:: Set task ::
Please reproduce word for word the part of the climate protection article below that begins at "Dresden - Kyoto" and stops after "important election issue.".

:: Supplied passage ::
Dresden - Kyoto - Johannesburg: Climate Protection in Distress

Research

The recent floods cause many citizens to fear the consequences of global climate change. Environment and climate protection could therefore become an important election issue.

The ruling coalition points out that the CDU's competence team lacks an environmental expert, it emphasises Germany's leading role in climate protection and calls for stronger international efforts to decrease anthropogenic greenhouse gas emissions. On the occasion of the Earth Summit 2002 in Johannesburg, people are pushing to finalise the implementation of the Kyoto Protocol, which is the first international agreement obliging countries to reduce carbon emissions. A current study carried out by the Mannheim Centre for European Economic Research (ZEW), however, suggests that the Kyoto Protocol can hardly be expected to reduce global carbon emissions. Celebrations in Johannesburg would therefore be somewhat premature.

By signing the Kyoto Protocol in the year 1997, the industrialised nations obliged themselves to reduce their greenhouse gas emissions between 2008 to 2012 by five per cent from levels measured in 1998. At the Climate Change Conference in Den Haag 2002, implementation of the protocol seemed to fail due to arguments over the specific rules for international trade with emission certificates and offsetting of carbon sinks. Farmland and forests are regarded as potential carbon sinks, since they can store greenhouse gas and various industrialised nations use them as an important indirect medium to reach their goals of climate control. Furthermore, the USA cancelled their Kyoto participation in March 2001 due to the feared economic costs.

The remaining industrialised nations agreed on retaining the Kyoto Protocol during the climate negotiations in Bonn and Marrakesh at the end of 2001. This agreement now includes the unlimited emissions trading and the extensive offsetting of carbon sinks. Nevertheless, both directives significantly weaken the ecological effectiveness of the Kyoto Protocol. In particular, the free trade of excess emission permits, so-called "hot air", considerably diminishes actual greenhouse gas reduction. "Hot air" mainly stems from Russia and Ukraine, to which the Kyoto Protocol granted significantly more emission permits for the years 2008 to 2012 then their economy actually needs. According to ZEW calculations, if the original Kyoto obligations were met and the USA joined, global emissions would effectively decrease by seven per cent compared to the year 2010. If countries make use of potential sinks, however, this reduction falls to less than five percent. Without the USA, the world's current leader in emissions, and with rising demand for freely tradable emission permits, we see a zero net-positive reduction. The Eastern European oversupply of "hot air" is sufficient to completely cover the remaining industrialised nations' reduction needs. Even where we assume account that countries with "hot air" strategically limit their emission permit supply to drive up the prices, emissions decrease by only one per cent compared to 2010. Compared to 1990, this actually equates to an increase of global emissions by one third.

:: Extracted material ::
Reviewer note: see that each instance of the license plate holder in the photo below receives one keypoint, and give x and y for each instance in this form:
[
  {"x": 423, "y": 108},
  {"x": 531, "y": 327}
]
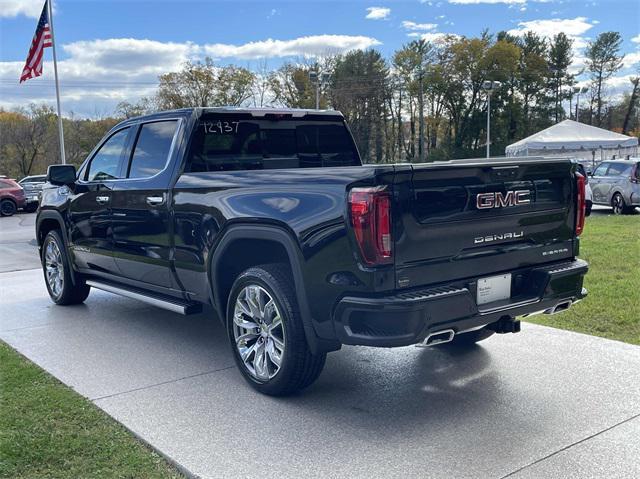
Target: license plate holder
[{"x": 493, "y": 288}]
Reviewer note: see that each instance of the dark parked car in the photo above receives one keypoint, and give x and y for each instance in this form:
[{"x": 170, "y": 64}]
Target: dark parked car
[
  {"x": 11, "y": 197},
  {"x": 270, "y": 217},
  {"x": 616, "y": 183},
  {"x": 32, "y": 186}
]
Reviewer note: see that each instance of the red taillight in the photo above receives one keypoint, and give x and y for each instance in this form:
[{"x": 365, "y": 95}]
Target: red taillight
[
  {"x": 370, "y": 210},
  {"x": 582, "y": 203}
]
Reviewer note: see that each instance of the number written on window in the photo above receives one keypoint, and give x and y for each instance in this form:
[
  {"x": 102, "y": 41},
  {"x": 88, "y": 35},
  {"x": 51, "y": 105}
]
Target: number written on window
[{"x": 220, "y": 127}]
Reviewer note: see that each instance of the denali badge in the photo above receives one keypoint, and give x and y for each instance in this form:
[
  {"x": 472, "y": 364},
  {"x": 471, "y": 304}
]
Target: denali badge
[
  {"x": 486, "y": 201},
  {"x": 491, "y": 238}
]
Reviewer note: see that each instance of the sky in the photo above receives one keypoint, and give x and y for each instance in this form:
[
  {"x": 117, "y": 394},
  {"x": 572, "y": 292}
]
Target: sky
[{"x": 114, "y": 50}]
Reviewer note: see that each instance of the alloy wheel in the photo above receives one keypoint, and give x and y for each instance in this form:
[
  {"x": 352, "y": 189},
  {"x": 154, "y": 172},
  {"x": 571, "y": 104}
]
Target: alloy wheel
[
  {"x": 258, "y": 331},
  {"x": 54, "y": 268}
]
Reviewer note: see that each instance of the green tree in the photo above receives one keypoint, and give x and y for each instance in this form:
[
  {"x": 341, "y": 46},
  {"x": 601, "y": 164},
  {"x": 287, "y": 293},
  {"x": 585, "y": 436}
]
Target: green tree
[
  {"x": 359, "y": 88},
  {"x": 603, "y": 61},
  {"x": 292, "y": 88},
  {"x": 203, "y": 84},
  {"x": 560, "y": 59}
]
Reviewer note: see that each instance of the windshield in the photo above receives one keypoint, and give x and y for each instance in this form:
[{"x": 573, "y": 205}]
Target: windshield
[{"x": 231, "y": 142}]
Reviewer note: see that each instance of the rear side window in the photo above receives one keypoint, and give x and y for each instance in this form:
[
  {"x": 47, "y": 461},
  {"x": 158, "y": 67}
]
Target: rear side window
[
  {"x": 105, "y": 164},
  {"x": 619, "y": 169},
  {"x": 601, "y": 169},
  {"x": 152, "y": 149},
  {"x": 232, "y": 142}
]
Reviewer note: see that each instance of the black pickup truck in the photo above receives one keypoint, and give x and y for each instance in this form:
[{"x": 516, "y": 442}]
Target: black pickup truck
[{"x": 269, "y": 217}]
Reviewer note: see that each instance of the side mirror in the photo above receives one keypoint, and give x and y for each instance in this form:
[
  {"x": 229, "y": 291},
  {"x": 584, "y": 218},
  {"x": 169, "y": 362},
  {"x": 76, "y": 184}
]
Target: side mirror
[{"x": 61, "y": 175}]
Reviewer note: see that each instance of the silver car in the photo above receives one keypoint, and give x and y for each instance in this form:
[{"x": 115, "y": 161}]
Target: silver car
[{"x": 616, "y": 183}]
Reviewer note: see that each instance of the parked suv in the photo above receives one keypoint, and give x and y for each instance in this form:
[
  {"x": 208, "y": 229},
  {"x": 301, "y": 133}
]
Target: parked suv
[
  {"x": 11, "y": 197},
  {"x": 269, "y": 216},
  {"x": 32, "y": 189},
  {"x": 616, "y": 183}
]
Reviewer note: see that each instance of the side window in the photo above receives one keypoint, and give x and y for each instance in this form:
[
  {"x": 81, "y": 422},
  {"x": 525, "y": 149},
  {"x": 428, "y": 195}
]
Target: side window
[
  {"x": 601, "y": 169},
  {"x": 152, "y": 148},
  {"x": 619, "y": 169},
  {"x": 105, "y": 164}
]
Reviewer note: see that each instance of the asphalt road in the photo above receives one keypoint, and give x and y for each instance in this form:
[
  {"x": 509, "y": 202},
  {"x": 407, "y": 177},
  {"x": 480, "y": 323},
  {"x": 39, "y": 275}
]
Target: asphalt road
[{"x": 541, "y": 403}]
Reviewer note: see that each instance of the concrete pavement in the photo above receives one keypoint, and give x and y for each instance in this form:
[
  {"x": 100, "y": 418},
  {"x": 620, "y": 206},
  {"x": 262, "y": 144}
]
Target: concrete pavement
[{"x": 542, "y": 403}]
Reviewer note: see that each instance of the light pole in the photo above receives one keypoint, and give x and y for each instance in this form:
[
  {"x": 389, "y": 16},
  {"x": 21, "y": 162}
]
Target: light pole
[
  {"x": 319, "y": 79},
  {"x": 489, "y": 87},
  {"x": 421, "y": 114},
  {"x": 579, "y": 91}
]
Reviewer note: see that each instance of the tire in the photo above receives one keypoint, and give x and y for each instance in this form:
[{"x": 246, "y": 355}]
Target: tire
[
  {"x": 31, "y": 207},
  {"x": 618, "y": 205},
  {"x": 8, "y": 207},
  {"x": 466, "y": 340},
  {"x": 57, "y": 276},
  {"x": 269, "y": 341}
]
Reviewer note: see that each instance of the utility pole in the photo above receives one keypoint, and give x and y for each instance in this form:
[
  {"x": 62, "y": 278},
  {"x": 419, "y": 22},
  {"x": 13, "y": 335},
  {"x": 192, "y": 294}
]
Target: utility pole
[
  {"x": 400, "y": 135},
  {"x": 421, "y": 115},
  {"x": 489, "y": 87}
]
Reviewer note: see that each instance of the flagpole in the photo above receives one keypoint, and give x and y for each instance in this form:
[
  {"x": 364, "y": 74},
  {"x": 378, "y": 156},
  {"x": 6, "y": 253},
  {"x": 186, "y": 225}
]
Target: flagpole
[{"x": 55, "y": 70}]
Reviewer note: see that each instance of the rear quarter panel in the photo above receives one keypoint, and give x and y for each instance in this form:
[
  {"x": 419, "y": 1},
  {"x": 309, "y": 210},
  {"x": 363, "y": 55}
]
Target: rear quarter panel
[{"x": 310, "y": 204}]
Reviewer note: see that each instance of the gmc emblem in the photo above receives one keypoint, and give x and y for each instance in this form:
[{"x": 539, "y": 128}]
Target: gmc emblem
[{"x": 485, "y": 201}]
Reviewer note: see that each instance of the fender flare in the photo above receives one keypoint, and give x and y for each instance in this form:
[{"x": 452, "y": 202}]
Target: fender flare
[
  {"x": 281, "y": 236},
  {"x": 56, "y": 216}
]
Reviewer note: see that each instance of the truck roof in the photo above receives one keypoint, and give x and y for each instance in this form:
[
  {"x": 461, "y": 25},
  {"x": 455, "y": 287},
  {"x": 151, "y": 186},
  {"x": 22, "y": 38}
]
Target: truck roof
[{"x": 257, "y": 112}]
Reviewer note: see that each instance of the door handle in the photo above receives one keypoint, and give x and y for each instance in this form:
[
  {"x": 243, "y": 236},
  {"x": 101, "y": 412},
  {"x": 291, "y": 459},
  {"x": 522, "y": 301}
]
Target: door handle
[{"x": 155, "y": 200}]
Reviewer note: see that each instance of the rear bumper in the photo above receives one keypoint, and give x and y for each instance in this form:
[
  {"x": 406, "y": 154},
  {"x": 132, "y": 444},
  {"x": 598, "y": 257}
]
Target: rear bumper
[{"x": 409, "y": 317}]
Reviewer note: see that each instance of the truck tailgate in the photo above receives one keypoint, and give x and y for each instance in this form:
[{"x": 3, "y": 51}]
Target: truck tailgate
[{"x": 471, "y": 218}]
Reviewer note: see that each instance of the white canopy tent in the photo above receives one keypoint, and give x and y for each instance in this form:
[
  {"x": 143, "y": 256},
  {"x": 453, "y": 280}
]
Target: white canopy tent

:: Task response ::
Dresden - Kyoto - Johannesburg: Climate Protection in Distress

Research

The recent floods cause many citizens to fear the consequences of global climate change. Environment and climate protection could therefore become an important election issue.